* **Stated problem**: Revise the data from the line with "Target: grass background" through the end of the data, changing "tag a point" to "place a marker" and keeping everything else unchanged. Leave the pictures out of your answer.

* **Dataset extract**:
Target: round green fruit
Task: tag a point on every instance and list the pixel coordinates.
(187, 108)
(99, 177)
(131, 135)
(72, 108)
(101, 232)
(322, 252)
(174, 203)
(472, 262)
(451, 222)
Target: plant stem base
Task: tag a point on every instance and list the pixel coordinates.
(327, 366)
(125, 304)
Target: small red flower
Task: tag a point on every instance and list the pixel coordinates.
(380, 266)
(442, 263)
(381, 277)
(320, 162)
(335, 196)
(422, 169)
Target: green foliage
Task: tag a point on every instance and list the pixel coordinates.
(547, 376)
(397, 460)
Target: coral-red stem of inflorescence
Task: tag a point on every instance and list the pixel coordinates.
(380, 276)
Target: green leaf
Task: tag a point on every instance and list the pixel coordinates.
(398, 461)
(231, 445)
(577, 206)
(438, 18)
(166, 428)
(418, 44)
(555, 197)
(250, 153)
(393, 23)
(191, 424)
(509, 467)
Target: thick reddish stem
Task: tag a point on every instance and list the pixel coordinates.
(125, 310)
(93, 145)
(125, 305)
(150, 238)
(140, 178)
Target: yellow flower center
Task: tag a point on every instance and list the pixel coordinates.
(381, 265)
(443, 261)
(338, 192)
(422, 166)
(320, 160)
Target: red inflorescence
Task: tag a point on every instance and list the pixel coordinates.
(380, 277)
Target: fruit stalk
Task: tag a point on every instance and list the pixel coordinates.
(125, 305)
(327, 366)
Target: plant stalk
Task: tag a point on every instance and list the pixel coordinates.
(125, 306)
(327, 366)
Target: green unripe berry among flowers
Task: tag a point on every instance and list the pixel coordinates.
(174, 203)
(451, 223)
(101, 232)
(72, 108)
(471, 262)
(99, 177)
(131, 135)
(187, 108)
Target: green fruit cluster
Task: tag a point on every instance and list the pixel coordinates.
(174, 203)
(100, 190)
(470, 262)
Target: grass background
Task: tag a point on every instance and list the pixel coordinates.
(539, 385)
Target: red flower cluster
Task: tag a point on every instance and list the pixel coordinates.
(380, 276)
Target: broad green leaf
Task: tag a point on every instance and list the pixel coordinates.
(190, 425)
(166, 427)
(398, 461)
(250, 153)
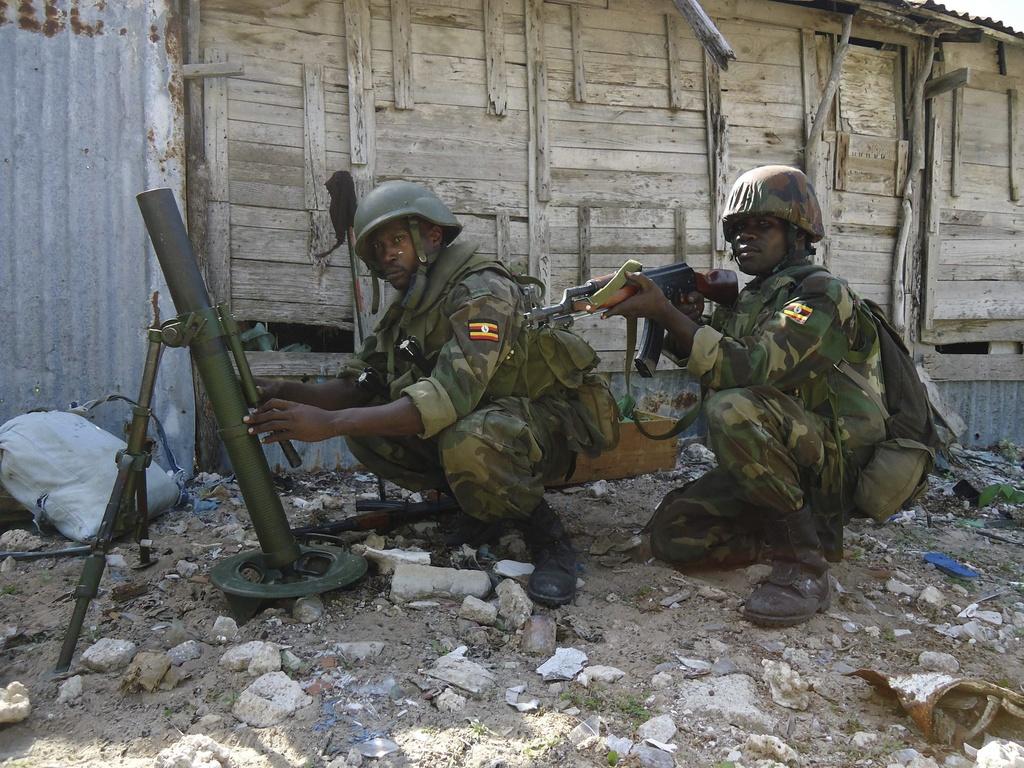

* **Solved exercise**:
Target: grass background
Task: place a marker on every instance and list the pixel coordinates.
(539, 385)
Target: red flower cluster
Task: place a marker on every instance and list the pixel coordinates.
(380, 276)
Target: broad green leaf
Task: place a marker on every instance and list the pixel coordinates.
(190, 425)
(166, 427)
(398, 461)
(250, 153)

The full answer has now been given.